**CONJUNTO DE EXERCÍCIOS**
1/ Enumere, com as palavras do excerto sobre a tradição comunista, tudo aquilo em que, segundo o texto, manter hoje essa tradição significa por vezes cair.
2/ No excerto sobre a tradição comunista, reescreva o trecho entre "Esta tradição teve" e "da deliberação democráticas.", inclusive, trocando "cidadãos" por "eleitores".
3/ Traduza para inglês a seguinte frase do excerto sobre a tradição comunista: "Esta tradição teve o seu mérito no seu tempo, mas está hoje ultrapassada pelas condições de vida e comunicação contemporâneas."

**EXCERTO DO TEXTO**

━━━━━━━━━━

Essa proximidade não pode ser mero artefato virtual da sociedade de informação
porque os corpos vivos têm densidades e emoções que fogem à lógica binária da
comunicação virtual. Além do mais, a comunicação virtual não entende os
silêncios e as ausências, embora uns e outras sejam fundamentais para entender
o sofrimento dos que mais sofrem e as injustiças a que estão sujeitos os mais
injustiçados.
A segunda razão prende-se com a tradição do marxismo-leninismo que por
vezes ao centralismo democrático nos partidos vindos da tradição comunista.
Esta tradição teve o seu mérito no seu tempo, mas está hoje ultrapassada pelas
condições de vida e comunicação contemporâneas. Mantê-la nos dias de
hoje, ainda que de forma matizada, significa por vezes cair na tentação do
espírito de seita (sectarismo), na busca de unanimidades através do
policiamento antidemocrático de opiniões divergentes para que não vinguem
e, finalmente, na oscilação brusca entre unanimidade e silenciamento, suspensão
de direitos, demonização na praça pública. Este tipo de gestão das
diferenças é cada vez mais incompatível com a visão que os cidadãos têm da
convivência e da deliberação democráticas.

━━━━━━━━━━

**REGISTOS FORNECIDOS**

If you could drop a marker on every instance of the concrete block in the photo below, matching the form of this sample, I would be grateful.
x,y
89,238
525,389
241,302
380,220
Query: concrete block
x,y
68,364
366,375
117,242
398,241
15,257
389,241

━━━━━━━━━━

**RESPOSTAS POR TAREFA**
1/
- na tentação do espírito de seita (sectarismo)
- na busca de unanimidades através do policiamento antidemocrático de opiniões divergentes para que não vinguem
- na oscilação brusca entre unanimidade e silenciamento, suspensão de direitos, demonização na praça pública

2/
Esta tradição teve o seu mérito no seu tempo, mas está hoje ultrapassada pelas
condições de vida e comunicação contemporâneas. Mantê-la nos dias de
hoje, ainda que de forma matizada, significa por vezes cair na tentação do
espírito de seita (sectarismo), na busca de unanimidades através do
policiamento antidemocrático de opiniões divergentes para que não vinguem
e, finalmente, na oscilação brusca entre unanimidade e silenciamento, suspensão
de direitos, demonização na praça pública. Este tipo de gestão das
diferenças é cada vez mais incompatível com a visão que os eleitores têm da
convivência e da deliberação democráticas.

3/ This tradition had its merit in its time, but today it has been overtaken by contemporary conditions of life and communication.